▸ LIST OF TASKS:
1 – In the text on PIM activation alerts, what log entry does Active Directory create when an activation expires?
2 – Write out the passage of the text on PIM activation alerts from "When an engineer" up to and including "or more actions.".

▸ SELECTED TEXT:
— begin —

When an engineer activates the eligible assignment, they become a member of the Demo AD group. Active Directory creates the log entry Add member to role completed (PIM activation) on PIM activation and when the activation expires Remove member from role (PIM activation expired). These log entries are available in Audit Logs in the left menu under Monitoring. I configured that these logs are stored in Log Analytics Workspace. A nice feature of Log Analytics Workspace is the ability to create alerts. Alerts are triggered when they meet a specific condition. If an alert is triggered, then one or multiple actions are executed. I made an alert that triggers when a log search query returns at least one result. And if that happens, then an Azure Automation Runbook is executed.

 

An alert consists of one or more conditions and one or more actions.

  • A condition is a signal (and some logic) that cause an alert to be triggered. There are multiple alert types e.g. metrics, logs, activity log, and resource health
  • An action is executed when a condition is met. Examples of actions are SMS notifications, Automation Runbooks, Azure Functions, etc.

 

The query:

Log Analytics workspace in Terraform

The code snippet below shows how you can create a Log Analytics Workspace and ensure that the audit logs are pushed to the workspace. Also, you can see how to configure a query alert rule and connect it to an action.

— end —

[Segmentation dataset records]
— begin —

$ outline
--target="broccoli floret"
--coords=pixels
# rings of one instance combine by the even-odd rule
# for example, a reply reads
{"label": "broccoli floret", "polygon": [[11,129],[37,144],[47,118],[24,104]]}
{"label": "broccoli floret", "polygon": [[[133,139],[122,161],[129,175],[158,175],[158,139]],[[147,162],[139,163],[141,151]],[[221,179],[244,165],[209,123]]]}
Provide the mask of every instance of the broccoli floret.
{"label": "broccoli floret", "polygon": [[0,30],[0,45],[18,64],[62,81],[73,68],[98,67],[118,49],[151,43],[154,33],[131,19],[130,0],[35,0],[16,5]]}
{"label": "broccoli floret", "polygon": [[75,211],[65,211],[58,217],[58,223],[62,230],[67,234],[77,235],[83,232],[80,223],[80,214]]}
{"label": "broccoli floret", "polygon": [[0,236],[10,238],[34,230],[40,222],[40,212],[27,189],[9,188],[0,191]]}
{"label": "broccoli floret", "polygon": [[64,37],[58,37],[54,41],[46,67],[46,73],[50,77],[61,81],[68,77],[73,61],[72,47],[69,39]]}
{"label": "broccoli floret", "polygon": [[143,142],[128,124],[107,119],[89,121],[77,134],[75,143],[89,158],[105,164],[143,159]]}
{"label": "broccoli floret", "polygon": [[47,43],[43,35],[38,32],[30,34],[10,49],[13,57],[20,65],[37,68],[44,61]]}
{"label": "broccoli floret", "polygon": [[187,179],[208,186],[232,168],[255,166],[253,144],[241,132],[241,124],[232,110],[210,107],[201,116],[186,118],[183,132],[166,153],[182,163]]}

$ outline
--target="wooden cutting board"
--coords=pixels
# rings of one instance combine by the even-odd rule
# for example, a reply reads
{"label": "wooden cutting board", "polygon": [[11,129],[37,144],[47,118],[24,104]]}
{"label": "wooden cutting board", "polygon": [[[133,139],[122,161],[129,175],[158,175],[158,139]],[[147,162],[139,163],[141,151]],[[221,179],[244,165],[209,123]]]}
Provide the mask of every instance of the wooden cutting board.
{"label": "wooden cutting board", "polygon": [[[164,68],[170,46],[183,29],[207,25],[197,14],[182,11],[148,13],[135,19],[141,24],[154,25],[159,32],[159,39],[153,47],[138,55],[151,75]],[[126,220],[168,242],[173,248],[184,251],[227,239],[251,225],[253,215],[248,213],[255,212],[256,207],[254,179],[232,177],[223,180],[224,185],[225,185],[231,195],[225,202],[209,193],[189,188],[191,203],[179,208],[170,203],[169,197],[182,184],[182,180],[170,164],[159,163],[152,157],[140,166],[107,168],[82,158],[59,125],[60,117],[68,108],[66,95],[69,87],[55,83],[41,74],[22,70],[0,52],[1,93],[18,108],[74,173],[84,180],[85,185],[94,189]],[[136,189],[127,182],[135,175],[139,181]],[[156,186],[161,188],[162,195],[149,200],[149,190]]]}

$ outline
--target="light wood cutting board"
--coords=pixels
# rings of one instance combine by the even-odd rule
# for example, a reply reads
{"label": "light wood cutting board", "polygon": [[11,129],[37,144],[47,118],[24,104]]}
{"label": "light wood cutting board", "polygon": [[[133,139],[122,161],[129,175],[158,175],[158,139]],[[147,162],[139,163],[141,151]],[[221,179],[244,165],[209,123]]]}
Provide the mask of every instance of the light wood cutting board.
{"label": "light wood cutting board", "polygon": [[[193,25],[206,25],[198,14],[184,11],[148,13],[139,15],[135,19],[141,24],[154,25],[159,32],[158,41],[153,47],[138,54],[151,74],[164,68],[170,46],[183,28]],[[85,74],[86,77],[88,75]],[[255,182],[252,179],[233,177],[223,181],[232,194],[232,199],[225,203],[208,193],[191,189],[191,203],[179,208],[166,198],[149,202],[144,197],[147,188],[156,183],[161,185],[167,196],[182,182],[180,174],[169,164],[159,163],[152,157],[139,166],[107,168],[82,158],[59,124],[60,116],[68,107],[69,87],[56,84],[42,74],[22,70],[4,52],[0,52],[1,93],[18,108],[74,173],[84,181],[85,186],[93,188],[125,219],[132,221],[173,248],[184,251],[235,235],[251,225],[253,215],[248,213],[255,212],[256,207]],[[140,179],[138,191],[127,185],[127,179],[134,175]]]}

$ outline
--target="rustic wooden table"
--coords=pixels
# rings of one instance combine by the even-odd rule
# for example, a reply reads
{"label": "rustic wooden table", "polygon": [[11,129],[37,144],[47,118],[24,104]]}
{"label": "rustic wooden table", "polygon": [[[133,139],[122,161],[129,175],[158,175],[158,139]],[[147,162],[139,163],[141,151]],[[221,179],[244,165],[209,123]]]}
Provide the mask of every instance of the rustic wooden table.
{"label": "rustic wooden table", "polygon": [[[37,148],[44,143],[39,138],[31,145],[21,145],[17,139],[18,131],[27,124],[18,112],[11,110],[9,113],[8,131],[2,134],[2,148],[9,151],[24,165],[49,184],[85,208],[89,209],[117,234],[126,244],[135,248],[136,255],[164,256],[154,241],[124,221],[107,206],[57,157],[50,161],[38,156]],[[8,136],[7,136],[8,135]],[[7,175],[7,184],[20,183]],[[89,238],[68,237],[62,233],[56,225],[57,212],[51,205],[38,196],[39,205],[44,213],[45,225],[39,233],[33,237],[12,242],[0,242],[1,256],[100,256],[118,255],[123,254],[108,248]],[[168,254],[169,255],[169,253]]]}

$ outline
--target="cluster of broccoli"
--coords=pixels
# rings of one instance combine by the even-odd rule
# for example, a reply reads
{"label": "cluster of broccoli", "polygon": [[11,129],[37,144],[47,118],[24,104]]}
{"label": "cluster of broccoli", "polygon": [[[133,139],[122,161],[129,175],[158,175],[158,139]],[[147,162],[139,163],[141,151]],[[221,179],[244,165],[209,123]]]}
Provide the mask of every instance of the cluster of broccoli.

— end —

▸ FULL SOLUTIONS:
1 – Remove member from role (PIM activation expired)

2 –
When an engineer activates the eligible assignment, they become a member of the Demo AD group. Active Directory creates the log entry Add member to role completed (PIM activation) on PIM activation and when the activation expires Remove member from role (PIM activation expired). These log entries are available in Audit Logs in the left menu under Monitoring. I configured that these logs are stored in Log Analytics Workspace. A nice feature of Log Analytics Workspace is the ability to create alerts. Alerts are triggered when they meet a specific condition. If an alert is triggered, then one or multiple actions are executed. I made an alert that triggers when a log search query returns at least one result. And if that happens, then an Azure Automation Runbook is executed.

 

An alert consists of one or more conditions and one or more actions.